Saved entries

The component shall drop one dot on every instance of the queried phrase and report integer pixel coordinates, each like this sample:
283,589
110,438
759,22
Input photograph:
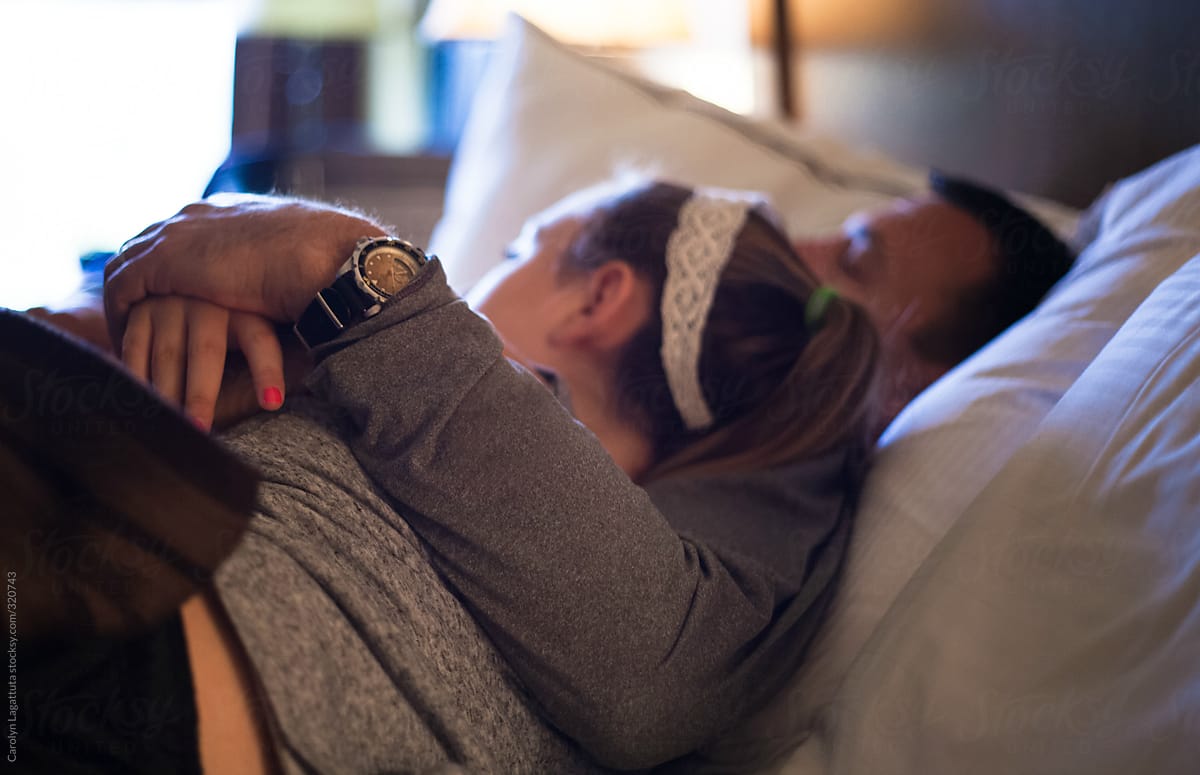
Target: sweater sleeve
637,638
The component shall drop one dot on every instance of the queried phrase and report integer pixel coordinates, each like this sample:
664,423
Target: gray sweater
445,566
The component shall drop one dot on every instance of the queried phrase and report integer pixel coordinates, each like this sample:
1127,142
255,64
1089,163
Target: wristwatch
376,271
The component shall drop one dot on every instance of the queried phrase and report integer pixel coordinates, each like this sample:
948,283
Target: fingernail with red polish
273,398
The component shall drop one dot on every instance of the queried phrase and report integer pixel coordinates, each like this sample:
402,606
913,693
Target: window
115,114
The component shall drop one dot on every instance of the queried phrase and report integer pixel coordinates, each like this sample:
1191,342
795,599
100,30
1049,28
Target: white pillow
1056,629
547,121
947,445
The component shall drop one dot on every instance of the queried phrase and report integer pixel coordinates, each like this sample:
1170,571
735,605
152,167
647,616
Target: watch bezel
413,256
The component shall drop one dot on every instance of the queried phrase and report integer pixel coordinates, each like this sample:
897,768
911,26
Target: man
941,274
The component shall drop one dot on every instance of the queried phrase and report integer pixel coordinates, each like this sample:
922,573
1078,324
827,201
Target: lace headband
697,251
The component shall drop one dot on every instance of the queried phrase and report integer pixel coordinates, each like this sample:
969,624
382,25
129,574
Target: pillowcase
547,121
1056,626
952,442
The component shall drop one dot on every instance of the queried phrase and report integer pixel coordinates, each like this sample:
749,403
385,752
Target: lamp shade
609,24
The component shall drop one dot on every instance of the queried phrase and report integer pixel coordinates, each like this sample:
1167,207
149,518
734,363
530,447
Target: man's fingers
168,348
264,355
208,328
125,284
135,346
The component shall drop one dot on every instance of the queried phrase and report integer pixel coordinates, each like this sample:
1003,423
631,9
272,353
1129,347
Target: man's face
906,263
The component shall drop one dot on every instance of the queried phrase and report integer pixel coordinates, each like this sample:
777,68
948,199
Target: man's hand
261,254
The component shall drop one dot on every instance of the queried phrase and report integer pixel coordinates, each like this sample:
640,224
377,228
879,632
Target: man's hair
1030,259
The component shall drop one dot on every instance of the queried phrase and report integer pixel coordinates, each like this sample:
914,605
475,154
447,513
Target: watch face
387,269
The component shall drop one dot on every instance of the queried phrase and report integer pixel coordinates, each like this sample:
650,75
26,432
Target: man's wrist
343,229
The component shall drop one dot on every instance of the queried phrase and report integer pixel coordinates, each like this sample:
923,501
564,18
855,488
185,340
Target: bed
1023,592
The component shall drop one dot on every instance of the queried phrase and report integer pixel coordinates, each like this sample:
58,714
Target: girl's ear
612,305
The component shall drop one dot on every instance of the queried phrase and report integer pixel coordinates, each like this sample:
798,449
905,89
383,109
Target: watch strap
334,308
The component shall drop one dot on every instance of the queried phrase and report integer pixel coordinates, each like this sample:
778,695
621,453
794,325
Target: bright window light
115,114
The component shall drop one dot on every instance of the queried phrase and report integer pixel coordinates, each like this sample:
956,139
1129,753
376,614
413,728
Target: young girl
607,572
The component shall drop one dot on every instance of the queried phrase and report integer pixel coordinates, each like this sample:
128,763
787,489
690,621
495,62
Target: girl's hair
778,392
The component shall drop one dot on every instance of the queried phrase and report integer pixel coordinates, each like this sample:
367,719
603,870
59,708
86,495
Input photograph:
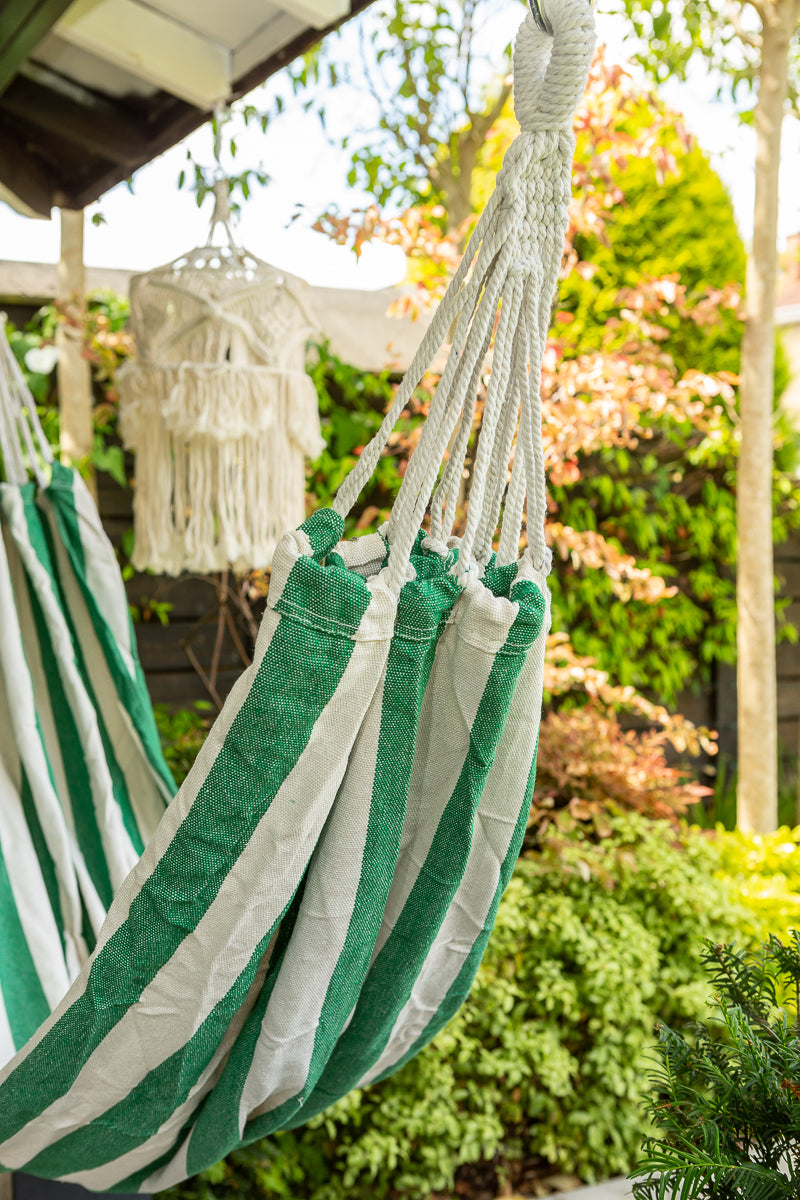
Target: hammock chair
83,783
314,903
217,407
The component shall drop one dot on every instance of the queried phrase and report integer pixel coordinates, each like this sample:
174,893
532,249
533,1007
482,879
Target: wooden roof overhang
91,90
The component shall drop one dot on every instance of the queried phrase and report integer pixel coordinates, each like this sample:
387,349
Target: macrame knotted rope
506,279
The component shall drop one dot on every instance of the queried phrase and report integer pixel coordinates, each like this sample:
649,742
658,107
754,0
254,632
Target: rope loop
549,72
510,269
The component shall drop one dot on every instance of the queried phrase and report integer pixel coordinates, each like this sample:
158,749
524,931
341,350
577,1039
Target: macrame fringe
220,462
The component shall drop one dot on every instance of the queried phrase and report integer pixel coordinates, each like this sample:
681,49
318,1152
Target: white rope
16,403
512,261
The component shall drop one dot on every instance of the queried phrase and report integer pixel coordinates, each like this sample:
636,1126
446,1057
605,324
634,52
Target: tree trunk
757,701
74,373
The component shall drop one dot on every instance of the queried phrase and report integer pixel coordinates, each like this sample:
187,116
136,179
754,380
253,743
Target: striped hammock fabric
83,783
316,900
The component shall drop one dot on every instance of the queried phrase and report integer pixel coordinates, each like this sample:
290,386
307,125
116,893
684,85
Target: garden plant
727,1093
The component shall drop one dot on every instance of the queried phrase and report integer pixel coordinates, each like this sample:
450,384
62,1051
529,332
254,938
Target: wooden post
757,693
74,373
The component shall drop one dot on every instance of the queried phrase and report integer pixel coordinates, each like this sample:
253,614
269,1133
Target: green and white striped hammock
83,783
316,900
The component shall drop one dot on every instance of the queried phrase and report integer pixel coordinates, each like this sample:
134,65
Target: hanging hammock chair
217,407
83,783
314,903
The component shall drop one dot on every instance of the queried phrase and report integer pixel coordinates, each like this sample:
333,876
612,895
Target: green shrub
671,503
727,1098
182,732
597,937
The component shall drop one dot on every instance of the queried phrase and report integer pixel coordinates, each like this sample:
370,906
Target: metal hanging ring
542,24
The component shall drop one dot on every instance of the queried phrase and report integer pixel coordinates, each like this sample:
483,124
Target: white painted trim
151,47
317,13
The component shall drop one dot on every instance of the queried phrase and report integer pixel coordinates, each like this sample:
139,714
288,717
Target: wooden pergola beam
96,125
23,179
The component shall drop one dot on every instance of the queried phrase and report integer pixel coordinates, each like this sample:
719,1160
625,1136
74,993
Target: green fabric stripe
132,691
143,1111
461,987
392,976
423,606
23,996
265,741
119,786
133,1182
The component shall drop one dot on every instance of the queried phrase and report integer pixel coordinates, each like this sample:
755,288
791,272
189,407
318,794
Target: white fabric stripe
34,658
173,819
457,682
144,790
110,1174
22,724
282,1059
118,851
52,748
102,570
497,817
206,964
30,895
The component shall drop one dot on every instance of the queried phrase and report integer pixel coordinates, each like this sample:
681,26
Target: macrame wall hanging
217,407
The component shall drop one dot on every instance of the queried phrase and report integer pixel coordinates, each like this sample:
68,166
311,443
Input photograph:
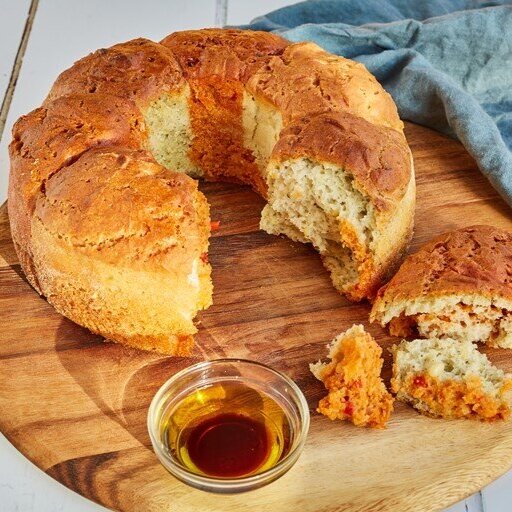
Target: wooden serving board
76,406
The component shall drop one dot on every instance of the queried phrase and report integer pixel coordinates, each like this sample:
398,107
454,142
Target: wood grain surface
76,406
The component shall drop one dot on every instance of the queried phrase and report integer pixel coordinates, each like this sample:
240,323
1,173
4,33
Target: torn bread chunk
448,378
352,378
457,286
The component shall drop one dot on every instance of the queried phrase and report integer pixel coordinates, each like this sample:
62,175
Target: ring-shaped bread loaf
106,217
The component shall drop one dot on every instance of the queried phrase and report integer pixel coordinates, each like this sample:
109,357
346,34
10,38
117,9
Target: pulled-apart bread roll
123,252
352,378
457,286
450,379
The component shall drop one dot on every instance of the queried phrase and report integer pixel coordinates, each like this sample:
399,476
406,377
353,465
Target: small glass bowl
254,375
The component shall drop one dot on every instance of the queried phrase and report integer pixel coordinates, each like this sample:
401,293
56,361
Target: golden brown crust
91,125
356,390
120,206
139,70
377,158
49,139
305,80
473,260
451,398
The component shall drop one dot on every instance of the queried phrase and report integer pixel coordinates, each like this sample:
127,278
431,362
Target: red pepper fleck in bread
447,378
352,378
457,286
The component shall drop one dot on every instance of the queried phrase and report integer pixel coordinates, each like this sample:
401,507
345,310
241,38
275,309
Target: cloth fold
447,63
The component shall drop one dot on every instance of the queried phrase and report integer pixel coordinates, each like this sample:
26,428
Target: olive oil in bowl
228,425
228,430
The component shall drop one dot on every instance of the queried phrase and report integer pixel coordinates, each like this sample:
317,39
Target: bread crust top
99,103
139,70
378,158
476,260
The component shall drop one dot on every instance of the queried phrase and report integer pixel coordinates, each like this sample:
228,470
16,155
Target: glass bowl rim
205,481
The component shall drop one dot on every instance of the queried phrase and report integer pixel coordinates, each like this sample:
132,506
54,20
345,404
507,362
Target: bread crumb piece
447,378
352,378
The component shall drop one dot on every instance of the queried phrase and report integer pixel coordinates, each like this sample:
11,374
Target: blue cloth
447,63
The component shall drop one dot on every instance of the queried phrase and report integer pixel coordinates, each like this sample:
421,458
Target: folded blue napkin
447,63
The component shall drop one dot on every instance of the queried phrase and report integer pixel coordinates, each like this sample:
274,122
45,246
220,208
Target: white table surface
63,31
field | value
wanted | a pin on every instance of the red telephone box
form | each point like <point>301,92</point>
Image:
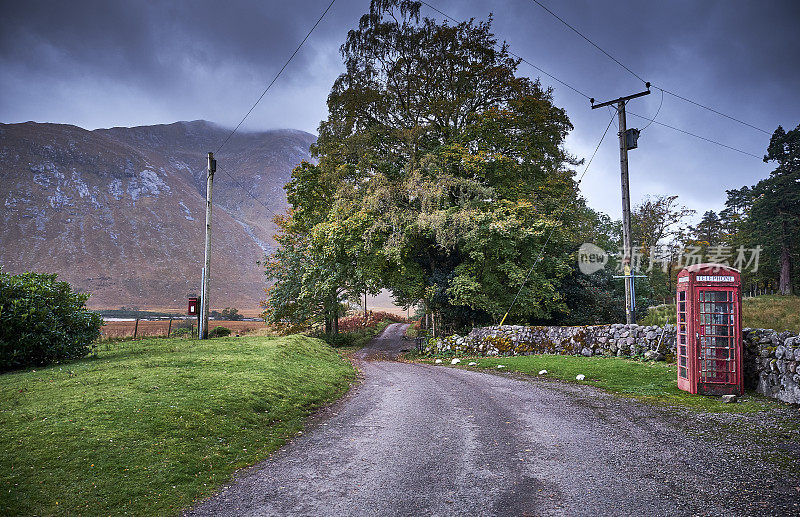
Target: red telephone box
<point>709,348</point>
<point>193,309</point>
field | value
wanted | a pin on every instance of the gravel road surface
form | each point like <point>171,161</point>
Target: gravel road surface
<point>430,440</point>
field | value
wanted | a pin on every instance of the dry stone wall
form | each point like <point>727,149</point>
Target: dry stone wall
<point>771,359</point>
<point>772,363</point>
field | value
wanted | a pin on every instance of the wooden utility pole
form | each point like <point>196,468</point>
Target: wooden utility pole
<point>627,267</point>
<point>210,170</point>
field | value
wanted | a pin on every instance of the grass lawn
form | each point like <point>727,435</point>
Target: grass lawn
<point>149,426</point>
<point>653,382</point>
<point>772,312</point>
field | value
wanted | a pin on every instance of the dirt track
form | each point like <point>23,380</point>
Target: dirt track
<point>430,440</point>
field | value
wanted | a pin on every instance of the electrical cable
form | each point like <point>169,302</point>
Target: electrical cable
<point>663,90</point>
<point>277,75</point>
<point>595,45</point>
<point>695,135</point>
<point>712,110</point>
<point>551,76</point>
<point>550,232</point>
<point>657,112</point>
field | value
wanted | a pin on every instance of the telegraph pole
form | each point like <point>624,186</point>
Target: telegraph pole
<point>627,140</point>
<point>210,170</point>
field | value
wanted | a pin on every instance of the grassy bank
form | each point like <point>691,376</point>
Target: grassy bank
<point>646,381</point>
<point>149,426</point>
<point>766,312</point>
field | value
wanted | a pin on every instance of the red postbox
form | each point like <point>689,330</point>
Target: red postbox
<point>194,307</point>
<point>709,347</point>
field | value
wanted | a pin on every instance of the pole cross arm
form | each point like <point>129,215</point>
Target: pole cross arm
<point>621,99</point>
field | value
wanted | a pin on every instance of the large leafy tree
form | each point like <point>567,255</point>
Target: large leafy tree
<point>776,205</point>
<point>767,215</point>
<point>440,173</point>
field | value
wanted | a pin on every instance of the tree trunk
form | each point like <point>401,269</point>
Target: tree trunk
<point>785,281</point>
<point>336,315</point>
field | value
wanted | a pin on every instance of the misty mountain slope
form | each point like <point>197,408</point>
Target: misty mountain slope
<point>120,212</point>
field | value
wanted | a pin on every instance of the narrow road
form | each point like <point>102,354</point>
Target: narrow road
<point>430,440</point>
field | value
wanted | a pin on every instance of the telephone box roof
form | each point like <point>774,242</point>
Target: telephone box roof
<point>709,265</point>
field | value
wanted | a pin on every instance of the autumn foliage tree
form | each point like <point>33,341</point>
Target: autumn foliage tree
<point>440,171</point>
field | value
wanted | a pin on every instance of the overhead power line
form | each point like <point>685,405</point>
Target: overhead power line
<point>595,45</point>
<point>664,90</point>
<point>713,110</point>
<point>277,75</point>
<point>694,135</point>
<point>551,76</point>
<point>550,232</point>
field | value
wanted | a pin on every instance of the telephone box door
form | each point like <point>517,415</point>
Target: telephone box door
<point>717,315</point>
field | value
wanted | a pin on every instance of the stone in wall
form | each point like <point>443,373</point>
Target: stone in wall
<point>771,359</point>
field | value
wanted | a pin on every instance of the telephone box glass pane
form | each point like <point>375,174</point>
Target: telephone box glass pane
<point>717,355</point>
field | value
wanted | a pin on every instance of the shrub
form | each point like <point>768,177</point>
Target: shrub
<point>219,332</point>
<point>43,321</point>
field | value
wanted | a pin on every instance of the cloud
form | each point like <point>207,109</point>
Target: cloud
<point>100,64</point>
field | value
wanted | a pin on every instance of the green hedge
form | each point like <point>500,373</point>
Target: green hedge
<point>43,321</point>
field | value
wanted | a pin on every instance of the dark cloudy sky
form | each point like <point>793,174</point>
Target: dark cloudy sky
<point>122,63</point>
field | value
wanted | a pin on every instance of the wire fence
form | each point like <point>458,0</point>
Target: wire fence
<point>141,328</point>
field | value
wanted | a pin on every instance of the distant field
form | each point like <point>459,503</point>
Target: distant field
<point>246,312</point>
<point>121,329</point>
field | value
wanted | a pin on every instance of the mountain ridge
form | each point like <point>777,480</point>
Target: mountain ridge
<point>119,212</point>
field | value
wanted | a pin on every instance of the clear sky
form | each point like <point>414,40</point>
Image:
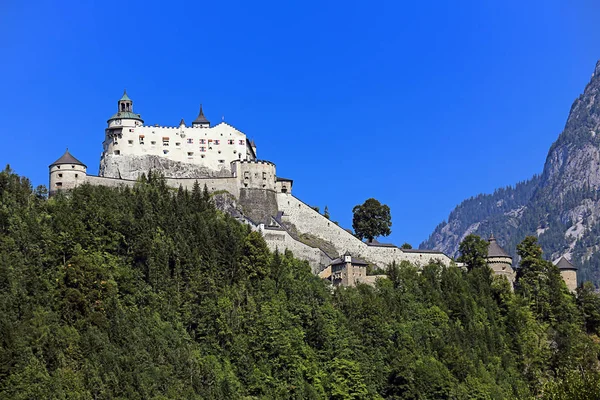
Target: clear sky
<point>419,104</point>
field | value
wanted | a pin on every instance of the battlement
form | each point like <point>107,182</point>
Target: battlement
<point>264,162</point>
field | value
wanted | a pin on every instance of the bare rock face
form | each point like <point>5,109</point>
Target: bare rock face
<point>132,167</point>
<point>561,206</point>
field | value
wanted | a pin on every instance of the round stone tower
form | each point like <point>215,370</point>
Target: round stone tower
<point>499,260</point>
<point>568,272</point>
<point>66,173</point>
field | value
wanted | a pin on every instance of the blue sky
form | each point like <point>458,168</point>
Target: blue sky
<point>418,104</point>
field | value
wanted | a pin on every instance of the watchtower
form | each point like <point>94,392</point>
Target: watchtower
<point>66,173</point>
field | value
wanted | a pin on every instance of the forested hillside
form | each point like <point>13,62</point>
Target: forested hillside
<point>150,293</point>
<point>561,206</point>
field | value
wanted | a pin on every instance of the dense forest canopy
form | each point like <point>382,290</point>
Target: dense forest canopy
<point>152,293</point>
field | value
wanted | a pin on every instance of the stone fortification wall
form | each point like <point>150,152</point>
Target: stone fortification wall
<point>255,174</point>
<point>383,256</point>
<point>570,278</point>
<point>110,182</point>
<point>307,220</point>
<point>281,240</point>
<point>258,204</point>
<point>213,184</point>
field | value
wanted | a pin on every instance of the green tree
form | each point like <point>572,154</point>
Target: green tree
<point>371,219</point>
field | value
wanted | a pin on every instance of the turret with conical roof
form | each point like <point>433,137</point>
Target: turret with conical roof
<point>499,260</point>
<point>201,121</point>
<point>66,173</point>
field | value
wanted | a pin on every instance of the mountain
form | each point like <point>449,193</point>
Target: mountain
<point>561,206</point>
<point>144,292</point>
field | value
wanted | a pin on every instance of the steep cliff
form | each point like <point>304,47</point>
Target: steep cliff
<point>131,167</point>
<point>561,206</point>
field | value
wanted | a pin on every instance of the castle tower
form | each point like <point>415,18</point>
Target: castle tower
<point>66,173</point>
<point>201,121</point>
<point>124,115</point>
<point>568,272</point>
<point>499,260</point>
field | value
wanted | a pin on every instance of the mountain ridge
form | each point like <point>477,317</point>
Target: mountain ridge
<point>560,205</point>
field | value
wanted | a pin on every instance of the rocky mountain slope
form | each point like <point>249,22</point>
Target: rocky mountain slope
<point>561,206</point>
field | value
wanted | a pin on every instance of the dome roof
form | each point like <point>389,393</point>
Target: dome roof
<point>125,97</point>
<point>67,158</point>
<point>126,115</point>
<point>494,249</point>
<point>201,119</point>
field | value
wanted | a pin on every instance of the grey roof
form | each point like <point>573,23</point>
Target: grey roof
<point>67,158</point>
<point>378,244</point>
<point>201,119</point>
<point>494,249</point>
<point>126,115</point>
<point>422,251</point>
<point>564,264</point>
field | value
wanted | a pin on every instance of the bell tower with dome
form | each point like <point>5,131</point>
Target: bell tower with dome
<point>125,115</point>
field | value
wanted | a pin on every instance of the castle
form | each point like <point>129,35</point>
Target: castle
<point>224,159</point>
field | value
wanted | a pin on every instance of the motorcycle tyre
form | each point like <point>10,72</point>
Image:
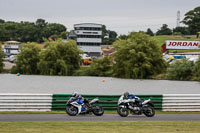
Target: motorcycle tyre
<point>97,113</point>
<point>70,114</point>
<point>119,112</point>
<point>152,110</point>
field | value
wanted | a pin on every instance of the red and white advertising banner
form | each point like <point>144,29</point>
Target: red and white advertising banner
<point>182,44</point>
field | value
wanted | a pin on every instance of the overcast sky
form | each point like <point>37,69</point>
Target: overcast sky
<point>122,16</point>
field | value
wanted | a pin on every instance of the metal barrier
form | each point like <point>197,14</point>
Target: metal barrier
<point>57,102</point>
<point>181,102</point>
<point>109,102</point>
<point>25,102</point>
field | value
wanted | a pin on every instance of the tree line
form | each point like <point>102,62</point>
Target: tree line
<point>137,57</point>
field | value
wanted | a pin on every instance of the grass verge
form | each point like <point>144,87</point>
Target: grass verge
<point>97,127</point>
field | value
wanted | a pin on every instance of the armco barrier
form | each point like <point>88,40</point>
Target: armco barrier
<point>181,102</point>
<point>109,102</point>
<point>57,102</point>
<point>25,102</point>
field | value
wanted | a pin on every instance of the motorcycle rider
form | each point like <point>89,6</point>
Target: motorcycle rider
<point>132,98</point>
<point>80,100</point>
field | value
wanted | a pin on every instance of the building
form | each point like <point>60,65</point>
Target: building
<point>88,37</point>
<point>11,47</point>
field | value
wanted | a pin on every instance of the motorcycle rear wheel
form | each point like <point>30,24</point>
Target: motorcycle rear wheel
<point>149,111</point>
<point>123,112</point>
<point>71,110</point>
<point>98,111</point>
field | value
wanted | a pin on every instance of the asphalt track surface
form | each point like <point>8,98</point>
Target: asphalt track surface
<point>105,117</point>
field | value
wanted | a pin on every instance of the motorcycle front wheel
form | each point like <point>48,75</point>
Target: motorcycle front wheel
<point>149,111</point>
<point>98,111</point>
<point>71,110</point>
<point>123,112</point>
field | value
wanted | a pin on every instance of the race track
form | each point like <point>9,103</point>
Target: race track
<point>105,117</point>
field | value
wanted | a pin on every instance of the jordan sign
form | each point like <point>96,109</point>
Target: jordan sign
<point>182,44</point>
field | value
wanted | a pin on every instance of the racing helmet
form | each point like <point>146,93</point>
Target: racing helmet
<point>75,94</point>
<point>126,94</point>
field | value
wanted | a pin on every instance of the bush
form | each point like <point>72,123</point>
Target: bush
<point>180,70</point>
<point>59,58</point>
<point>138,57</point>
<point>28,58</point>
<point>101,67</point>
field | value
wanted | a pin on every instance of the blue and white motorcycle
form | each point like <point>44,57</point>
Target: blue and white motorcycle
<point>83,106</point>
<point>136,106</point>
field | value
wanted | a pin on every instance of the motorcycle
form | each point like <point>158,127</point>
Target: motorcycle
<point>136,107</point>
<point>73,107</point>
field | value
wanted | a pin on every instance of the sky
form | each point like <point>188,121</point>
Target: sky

■ EXERCISE BRIEF: Could you restate, word for word, every line from the one containing "Target: jordan sign" through the last line of the records above, and nothing more?

■ EXERCISE ANSWER:
Target: jordan sign
<point>182,44</point>
field | value
wanted | a pin on every instance of the racing helmet
form | each point like <point>146,93</point>
Target: racing helmet
<point>75,94</point>
<point>126,94</point>
field | value
wanted | a pin on every instance of the bush
form | each point like <point>72,123</point>
Target: bush
<point>180,70</point>
<point>59,58</point>
<point>138,57</point>
<point>28,58</point>
<point>101,67</point>
field | value
wanted | a pin on every instance of the blue and white motorcycle
form | each point like <point>44,57</point>
Target: blue and white motorcycle
<point>83,106</point>
<point>136,106</point>
field | value
wanted | a pin on every instance of the motorcycle
form | each point like <point>158,127</point>
Target: motorcycle
<point>136,107</point>
<point>73,107</point>
field | value
wanted | a pin on every instance of the sky
form | each point like <point>188,121</point>
Target: sky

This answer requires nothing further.